Wherever a line in the data below holds "clicks", copy that line.

----

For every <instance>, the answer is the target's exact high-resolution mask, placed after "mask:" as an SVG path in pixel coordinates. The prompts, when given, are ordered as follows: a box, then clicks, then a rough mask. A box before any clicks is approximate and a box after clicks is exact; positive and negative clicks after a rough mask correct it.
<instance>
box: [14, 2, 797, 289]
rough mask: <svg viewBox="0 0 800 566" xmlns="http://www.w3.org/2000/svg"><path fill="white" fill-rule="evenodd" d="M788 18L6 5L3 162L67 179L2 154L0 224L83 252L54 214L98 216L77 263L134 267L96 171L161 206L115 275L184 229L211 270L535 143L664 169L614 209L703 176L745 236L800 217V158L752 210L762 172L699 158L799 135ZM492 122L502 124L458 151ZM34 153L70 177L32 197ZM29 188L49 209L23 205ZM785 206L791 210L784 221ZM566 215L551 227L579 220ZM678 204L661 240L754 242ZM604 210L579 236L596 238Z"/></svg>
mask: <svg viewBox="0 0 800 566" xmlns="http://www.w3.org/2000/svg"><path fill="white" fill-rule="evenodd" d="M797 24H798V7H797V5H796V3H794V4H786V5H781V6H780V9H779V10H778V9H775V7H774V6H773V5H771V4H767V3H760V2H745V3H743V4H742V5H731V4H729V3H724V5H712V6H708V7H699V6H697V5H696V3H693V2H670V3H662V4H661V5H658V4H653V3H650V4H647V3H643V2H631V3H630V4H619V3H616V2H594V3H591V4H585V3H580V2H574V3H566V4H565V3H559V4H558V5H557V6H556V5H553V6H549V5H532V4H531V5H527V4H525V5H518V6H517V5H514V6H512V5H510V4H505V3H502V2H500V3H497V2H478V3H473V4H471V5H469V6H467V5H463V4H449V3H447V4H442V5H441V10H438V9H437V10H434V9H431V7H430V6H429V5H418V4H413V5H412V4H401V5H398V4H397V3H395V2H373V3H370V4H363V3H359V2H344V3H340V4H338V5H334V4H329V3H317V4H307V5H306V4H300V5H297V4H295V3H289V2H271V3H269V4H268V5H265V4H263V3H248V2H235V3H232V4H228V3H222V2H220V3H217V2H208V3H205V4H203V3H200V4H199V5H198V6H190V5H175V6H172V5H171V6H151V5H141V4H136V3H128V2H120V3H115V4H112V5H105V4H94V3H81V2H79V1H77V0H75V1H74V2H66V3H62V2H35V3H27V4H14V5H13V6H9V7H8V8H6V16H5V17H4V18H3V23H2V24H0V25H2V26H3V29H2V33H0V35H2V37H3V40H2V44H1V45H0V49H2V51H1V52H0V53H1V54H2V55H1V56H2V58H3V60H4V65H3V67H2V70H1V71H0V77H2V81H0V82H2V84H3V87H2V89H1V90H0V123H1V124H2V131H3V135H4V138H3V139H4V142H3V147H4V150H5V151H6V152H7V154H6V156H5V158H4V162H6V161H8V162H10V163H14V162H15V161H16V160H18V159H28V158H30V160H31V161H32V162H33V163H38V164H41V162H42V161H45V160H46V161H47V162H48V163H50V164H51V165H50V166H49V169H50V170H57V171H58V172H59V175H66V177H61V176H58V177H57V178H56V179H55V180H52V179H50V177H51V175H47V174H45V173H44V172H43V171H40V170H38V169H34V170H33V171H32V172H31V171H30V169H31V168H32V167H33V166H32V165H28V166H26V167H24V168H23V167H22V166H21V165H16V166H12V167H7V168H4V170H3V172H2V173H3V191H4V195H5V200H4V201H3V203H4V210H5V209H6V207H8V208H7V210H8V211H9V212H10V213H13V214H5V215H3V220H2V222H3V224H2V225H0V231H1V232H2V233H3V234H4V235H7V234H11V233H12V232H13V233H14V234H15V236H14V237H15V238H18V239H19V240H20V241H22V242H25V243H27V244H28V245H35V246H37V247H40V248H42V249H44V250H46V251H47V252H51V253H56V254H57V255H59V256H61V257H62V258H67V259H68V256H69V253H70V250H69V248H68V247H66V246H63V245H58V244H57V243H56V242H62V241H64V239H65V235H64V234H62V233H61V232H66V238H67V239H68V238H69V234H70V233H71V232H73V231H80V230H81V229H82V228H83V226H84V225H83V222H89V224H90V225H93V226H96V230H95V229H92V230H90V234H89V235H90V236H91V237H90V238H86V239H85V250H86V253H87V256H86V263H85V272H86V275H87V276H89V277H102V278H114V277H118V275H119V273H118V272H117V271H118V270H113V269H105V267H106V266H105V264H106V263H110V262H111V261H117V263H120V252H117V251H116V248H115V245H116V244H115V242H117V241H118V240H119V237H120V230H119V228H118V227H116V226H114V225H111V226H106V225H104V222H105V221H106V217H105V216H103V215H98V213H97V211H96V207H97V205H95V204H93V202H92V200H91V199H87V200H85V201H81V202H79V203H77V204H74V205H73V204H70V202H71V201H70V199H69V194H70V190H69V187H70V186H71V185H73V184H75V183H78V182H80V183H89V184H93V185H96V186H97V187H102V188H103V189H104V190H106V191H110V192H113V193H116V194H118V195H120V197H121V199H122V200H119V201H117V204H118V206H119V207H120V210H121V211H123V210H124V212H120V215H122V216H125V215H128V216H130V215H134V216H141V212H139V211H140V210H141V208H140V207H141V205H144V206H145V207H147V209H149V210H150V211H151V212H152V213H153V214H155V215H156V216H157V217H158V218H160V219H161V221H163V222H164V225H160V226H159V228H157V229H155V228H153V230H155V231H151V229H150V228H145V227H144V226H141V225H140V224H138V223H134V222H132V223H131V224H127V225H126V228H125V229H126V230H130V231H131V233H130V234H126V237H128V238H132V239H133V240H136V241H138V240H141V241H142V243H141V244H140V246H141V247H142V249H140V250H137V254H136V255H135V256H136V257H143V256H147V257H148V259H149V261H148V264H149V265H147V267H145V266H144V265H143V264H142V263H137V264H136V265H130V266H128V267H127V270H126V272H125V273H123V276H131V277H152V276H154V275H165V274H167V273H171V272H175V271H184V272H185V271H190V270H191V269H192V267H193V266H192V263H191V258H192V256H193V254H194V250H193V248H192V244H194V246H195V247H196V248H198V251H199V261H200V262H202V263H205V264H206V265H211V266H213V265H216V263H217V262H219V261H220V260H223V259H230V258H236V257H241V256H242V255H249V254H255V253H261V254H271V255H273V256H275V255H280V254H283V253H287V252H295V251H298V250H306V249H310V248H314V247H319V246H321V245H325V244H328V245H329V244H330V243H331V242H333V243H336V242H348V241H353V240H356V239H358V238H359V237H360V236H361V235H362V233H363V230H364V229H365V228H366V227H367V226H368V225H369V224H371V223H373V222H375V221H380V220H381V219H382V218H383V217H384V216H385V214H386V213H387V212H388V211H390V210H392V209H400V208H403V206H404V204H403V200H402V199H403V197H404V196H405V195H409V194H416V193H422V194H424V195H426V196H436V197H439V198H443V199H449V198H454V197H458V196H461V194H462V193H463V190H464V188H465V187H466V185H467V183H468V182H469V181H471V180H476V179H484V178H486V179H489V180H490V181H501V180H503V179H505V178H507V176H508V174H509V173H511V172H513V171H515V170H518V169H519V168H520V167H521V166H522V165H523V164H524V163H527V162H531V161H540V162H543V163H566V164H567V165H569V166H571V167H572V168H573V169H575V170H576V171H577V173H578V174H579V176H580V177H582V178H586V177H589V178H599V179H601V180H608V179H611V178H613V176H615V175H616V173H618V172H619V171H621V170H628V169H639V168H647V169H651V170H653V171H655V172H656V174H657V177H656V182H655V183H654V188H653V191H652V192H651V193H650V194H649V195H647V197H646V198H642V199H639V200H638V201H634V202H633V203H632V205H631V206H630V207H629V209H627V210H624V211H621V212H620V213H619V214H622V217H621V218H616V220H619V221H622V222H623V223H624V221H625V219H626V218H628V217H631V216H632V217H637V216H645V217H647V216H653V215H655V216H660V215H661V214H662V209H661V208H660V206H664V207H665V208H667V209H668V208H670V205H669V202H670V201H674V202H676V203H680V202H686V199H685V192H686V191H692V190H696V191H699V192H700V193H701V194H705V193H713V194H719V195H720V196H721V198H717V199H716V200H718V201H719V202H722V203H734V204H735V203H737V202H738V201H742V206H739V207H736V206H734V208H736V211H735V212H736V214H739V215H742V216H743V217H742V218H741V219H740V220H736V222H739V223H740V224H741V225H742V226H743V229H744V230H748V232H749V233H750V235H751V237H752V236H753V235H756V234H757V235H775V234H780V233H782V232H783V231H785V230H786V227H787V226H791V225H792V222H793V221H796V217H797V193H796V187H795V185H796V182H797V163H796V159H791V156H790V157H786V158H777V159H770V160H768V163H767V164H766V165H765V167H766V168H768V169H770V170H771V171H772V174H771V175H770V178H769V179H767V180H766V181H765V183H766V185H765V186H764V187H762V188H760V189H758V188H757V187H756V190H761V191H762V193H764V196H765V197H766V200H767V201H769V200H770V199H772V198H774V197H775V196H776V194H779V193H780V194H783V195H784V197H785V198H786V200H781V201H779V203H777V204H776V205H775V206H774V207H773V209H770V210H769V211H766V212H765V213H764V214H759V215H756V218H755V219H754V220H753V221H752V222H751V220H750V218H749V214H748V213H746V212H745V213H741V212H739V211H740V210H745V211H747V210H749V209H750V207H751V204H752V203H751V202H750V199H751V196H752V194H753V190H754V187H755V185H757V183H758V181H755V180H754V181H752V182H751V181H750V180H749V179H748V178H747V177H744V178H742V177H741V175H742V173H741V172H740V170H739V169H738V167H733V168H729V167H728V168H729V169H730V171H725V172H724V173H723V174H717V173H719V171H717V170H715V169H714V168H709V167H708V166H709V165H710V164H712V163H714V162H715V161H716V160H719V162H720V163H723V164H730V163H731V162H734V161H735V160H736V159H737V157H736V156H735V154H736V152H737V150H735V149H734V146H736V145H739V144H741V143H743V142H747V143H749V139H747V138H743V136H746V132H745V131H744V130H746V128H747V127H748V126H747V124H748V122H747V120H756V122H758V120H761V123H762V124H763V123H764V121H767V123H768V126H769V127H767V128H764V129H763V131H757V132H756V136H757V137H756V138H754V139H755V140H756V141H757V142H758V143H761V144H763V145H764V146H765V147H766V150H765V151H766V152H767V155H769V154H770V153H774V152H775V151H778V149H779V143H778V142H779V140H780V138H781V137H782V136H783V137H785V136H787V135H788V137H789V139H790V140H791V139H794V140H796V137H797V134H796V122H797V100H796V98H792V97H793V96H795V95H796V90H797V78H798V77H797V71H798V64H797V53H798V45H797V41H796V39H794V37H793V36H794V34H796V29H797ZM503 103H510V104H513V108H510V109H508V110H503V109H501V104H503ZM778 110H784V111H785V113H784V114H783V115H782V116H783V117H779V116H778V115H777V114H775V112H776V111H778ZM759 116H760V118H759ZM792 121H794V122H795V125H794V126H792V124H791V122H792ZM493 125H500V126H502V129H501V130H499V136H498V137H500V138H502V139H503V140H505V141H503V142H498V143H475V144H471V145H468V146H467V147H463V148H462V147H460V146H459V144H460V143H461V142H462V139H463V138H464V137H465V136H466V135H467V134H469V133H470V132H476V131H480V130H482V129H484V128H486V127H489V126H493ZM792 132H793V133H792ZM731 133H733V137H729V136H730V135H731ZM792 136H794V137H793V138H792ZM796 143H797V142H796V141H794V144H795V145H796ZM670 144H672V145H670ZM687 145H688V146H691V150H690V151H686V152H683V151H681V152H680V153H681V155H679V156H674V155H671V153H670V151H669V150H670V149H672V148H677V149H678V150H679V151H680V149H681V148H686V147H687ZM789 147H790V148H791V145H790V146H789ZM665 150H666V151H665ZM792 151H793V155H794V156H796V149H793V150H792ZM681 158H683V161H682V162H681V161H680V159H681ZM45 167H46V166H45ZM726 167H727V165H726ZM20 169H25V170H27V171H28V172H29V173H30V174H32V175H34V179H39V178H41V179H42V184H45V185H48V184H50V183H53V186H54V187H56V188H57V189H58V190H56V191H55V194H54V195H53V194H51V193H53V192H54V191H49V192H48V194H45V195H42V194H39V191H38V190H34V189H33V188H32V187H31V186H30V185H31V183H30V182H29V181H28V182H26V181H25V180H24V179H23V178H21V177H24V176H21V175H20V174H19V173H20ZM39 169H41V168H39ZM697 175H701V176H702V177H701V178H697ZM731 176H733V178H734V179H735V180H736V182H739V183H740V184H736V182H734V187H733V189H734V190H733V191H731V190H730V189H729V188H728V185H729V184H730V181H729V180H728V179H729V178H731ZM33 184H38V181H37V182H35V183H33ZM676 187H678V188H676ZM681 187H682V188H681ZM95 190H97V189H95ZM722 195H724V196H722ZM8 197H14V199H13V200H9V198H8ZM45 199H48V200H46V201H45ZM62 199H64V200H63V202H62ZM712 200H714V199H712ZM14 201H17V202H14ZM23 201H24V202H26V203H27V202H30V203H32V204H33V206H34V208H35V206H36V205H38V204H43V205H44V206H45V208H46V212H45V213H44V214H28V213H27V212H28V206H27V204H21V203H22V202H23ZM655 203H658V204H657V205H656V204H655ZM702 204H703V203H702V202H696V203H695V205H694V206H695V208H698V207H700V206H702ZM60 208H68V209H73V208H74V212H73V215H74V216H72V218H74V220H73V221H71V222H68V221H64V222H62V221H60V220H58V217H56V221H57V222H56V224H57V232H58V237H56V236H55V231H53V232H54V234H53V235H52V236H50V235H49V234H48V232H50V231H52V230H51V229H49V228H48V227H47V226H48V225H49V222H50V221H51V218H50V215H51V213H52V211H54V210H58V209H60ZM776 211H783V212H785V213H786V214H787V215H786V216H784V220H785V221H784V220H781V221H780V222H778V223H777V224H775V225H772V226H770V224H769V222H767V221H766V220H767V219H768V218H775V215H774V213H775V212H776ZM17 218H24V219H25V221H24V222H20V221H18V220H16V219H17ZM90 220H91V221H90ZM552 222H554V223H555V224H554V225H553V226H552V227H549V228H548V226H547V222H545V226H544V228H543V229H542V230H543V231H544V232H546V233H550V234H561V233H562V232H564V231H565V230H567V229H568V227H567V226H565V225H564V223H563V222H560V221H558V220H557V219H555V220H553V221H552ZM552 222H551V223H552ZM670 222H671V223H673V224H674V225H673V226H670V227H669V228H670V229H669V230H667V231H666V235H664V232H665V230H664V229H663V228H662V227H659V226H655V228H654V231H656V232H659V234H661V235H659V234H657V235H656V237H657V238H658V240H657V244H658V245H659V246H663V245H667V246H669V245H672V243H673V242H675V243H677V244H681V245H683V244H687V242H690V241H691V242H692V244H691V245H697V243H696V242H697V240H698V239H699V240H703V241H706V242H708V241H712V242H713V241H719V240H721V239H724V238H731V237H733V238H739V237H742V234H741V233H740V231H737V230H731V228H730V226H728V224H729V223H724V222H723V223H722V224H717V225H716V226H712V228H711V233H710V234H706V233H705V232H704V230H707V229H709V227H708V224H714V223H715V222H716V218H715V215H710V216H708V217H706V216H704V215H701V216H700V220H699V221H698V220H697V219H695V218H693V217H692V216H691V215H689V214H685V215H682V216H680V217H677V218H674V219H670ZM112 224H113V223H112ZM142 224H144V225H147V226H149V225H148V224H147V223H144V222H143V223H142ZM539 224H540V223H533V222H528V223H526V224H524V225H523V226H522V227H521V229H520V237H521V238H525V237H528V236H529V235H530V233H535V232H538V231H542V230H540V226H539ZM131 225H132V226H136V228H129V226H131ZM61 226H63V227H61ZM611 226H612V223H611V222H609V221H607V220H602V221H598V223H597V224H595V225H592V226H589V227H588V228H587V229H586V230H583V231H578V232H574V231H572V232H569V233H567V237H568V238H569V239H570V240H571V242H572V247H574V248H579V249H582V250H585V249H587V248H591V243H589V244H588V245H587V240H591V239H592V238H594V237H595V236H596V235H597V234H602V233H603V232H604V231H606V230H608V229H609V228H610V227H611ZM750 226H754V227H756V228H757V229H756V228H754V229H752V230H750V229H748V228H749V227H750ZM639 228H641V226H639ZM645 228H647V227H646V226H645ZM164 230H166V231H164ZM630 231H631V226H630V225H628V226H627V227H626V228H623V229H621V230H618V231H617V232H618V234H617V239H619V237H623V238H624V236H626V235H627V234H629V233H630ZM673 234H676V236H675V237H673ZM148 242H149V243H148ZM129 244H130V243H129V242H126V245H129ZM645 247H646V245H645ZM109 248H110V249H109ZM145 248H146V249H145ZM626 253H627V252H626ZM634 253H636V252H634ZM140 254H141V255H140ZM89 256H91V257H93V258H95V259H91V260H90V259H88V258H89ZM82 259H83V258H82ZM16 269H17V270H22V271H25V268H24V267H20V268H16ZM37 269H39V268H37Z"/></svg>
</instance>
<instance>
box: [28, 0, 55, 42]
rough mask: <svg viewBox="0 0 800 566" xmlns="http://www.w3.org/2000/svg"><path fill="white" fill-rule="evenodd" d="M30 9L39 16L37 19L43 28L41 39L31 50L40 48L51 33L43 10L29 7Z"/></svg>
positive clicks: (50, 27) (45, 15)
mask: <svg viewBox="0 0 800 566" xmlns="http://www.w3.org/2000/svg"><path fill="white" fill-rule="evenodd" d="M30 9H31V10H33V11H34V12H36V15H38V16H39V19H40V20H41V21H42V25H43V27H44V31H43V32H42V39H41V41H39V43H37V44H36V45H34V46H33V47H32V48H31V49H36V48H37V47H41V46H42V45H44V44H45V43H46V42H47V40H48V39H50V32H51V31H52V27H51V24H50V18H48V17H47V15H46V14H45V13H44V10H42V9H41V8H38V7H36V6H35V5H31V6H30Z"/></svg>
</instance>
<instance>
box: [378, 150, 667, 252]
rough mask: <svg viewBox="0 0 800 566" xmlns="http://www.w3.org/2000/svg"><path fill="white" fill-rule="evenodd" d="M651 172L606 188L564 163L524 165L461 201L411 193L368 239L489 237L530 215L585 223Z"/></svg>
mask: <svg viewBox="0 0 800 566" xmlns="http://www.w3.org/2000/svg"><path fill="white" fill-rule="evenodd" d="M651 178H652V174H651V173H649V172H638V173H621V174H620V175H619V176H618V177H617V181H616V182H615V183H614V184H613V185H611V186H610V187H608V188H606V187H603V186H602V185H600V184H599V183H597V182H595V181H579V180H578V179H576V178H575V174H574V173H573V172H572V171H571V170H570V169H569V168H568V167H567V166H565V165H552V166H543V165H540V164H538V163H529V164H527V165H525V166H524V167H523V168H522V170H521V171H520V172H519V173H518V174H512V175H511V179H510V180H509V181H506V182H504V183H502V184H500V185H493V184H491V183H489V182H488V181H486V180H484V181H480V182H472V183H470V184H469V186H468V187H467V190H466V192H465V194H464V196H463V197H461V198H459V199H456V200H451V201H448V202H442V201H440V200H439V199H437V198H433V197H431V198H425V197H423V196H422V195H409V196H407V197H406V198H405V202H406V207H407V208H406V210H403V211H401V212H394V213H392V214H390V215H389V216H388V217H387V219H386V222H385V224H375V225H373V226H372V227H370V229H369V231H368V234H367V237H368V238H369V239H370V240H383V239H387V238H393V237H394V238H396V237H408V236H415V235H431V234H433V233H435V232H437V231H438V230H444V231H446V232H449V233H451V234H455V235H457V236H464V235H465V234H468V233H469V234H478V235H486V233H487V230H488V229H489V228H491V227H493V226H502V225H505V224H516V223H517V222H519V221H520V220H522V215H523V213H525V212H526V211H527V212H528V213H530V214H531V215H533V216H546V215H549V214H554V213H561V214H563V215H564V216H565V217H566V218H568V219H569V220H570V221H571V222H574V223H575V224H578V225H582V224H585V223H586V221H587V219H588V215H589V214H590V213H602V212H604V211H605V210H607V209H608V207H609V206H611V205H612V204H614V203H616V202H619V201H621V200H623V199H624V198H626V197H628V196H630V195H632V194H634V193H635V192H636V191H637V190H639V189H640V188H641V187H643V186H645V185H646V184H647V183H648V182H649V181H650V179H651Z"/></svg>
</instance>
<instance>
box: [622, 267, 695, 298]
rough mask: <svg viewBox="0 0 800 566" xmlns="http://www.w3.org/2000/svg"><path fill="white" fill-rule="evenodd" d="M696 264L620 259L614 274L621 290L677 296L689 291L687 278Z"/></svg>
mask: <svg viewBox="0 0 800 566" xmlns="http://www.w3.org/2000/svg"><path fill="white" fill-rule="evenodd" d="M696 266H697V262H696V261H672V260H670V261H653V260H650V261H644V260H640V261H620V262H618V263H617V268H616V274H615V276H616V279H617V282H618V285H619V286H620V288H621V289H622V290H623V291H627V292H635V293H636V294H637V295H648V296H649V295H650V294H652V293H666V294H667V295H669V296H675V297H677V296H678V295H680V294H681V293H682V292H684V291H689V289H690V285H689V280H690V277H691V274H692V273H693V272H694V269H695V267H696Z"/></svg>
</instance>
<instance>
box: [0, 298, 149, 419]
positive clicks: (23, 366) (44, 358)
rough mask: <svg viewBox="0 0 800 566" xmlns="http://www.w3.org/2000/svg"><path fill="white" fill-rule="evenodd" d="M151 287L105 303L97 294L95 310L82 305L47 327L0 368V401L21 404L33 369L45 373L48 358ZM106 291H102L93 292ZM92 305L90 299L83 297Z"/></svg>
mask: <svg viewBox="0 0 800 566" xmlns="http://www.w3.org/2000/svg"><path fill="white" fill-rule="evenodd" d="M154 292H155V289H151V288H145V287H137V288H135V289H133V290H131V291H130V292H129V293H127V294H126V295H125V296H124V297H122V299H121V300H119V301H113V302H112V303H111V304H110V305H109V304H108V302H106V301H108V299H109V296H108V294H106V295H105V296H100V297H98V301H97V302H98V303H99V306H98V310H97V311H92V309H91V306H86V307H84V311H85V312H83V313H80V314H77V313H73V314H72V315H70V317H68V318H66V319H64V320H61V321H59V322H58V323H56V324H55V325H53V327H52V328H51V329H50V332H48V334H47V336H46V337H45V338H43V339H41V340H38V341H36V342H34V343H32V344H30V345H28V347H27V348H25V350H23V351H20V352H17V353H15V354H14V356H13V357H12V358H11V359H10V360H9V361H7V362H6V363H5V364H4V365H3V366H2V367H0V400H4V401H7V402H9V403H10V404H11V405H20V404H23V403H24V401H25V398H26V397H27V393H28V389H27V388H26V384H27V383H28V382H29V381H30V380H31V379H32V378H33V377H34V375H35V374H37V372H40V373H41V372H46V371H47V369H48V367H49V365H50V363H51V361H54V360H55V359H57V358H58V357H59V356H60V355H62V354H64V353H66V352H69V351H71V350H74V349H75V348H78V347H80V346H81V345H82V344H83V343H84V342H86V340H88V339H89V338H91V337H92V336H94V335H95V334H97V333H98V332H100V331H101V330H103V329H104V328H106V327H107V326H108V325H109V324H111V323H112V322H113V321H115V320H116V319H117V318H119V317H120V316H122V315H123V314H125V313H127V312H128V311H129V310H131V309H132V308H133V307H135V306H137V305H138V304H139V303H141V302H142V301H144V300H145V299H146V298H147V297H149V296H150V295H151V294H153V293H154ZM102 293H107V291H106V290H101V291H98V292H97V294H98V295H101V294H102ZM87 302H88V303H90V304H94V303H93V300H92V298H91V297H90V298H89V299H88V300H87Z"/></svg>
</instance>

----

## THE COMPLETED TASK
For every <instance>, the answer is the target's exact high-resolution mask, placed after "mask:" as an SVG path in pixel coordinates. The prompts, when given, are ordered as follows: a box, then clicks, then a rough mask. A box before any clicks is approximate and a box after clicks is exact; positive and negative clicks after a rough mask correct it.
positive clicks: (50, 27) (45, 15)
positive clicks: (23, 366) (44, 358)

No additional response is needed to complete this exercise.